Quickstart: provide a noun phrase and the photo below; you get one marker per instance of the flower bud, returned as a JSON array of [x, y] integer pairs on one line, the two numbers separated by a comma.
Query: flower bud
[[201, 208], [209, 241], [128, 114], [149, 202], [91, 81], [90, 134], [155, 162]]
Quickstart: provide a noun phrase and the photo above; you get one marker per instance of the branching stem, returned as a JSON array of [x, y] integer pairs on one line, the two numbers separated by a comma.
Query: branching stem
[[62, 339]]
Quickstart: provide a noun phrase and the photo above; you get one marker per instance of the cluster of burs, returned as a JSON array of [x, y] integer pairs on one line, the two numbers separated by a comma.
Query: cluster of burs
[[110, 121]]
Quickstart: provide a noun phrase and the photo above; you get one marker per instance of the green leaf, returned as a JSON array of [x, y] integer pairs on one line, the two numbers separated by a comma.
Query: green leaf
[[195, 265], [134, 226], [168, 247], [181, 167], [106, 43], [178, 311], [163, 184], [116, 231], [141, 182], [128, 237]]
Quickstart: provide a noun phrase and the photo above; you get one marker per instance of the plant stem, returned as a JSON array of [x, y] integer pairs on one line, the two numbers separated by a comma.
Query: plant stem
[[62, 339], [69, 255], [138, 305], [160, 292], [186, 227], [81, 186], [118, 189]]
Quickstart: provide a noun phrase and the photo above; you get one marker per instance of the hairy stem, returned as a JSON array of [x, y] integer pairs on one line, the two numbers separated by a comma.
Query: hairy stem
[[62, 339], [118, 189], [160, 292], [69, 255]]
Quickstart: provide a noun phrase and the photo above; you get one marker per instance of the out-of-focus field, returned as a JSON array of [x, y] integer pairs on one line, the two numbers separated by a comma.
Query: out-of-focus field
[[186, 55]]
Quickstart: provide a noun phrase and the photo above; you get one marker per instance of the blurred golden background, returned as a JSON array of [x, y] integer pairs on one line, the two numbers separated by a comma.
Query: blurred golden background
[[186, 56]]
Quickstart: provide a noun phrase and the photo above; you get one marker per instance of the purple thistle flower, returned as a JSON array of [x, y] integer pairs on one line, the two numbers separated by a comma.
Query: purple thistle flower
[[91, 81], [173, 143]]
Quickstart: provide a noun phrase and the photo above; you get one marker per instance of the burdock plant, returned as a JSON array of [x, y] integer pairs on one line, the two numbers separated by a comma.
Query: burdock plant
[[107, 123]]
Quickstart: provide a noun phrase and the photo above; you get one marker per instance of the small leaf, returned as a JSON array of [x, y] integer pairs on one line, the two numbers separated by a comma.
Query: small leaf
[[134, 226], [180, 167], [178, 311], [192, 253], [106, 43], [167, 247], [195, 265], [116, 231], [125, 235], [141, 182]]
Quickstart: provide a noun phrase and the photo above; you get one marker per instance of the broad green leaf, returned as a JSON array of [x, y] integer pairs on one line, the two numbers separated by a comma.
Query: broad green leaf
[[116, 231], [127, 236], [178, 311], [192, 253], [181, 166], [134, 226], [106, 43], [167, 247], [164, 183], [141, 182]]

§ **EXERCISE**:
Can you give all the items above as a two-column CSV with the header row text,answer? Make one row per item, with the item's text and its answer each in a single quoted field and any line breaks turned into spaces.

§ **COMPLETE ANSWER**:
text,answer
"Quickstart: provide a noun phrase and the photo below; you get one marker per instance of the flower bud, returned as a JSON array of [x, y] integer pairs on one line, the two numbers separated by a comma. Query: flower bud","[[201, 208], [209, 241], [128, 114], [149, 202], [91, 81], [90, 134], [155, 162]]"
"Quickstart: provide a noun phrase and the photo above; you get one marker per instance of the branching stem, returned as a JSON array of [x, y] integer pairs on one line, the two numbers separated by a comma. Query: branching stem","[[62, 339]]"
"Quickstart: provide a noun phrase and the photo above; you get one marker per instance of the cluster of burs, returned as a JSON array of [x, y] integer pairs on one line, the two numbers separated by a comma. Query: cluster of burs","[[110, 121]]"
"Quickstart: provide a noun phrase and the photo above; you get one marker per instance of the green leaf, returned as a JSON array of [x, y] integer pairs on one line, the two numbers separated by a comma. Query: green leaf","[[195, 265], [134, 226], [168, 247], [181, 167], [106, 43], [178, 311], [163, 184], [116, 231], [141, 182], [128, 237]]"
"Quickstart: provide a noun phrase and the photo above; you get one marker per instance of the plant stem, returned as a JSON array of [x, y] integer pairs on one line, the two numbers separated by a comma. Query: plant stem","[[62, 339], [69, 255], [138, 305], [160, 292], [186, 227], [81, 186], [118, 189]]"
"Quickstart: provide a noun phrase and the photo above; you get one marker per instance of the hairy stem, returned as a JSON array of [x, y] integer pairs on one line, the two numbers separated by a comma. Query: hairy stem","[[62, 339], [118, 189], [160, 292], [69, 255]]"
"Quickstart: provide a noun phrase and the photo above; you get one marker per instance of the out-of-focus field, returned as a JSON array of [x, y] integer pairs on one line, the two numbers separated by a comma. Query: out-of-focus field","[[186, 55]]"
"Quickstart: provide a noun phrase and the photo above; you get one marker per instance of the blurred golden background, returned as a JSON array of [x, y] integer pairs on one line, the two numbers separated by a comma. Query: blurred golden background","[[186, 56]]"
"Quickstart: provide a noun phrase and the photo above; you get one marker per instance of the purple thistle flower, returned as a JSON array of [x, y] integer pairs on one line, the two numbers separated by a comma. Query: purple thistle flower","[[91, 81], [173, 143]]"
"Quickstart: provide a noun phrase and the photo above; you get one marker per instance of the burdock plant, returned as a JSON array of [x, y] integer pairs on one line, the two numbers separated by a comma. Query: burdock plant","[[107, 123]]"
"Quickstart: provide a noun phrase and the photo above; you get one marker per instance of the small leaf, returned as a JSON array of [x, y] integer pairs on one line, the two numbers separated by a comma. Query: small leaf","[[134, 226], [180, 167], [178, 311], [192, 253], [106, 43], [167, 247], [195, 265], [116, 231], [125, 235], [141, 182]]"
"Quickstart: provide a noun phrase and the photo above; you get one marker per instance of the broad green leaf, returned as a JSON array of [x, y] integer pairs on one line, the two numbers separated by a comma. Query: broad green leaf","[[116, 231], [127, 236], [178, 311], [192, 253], [181, 166], [134, 226], [106, 43], [167, 247], [164, 183], [141, 182]]"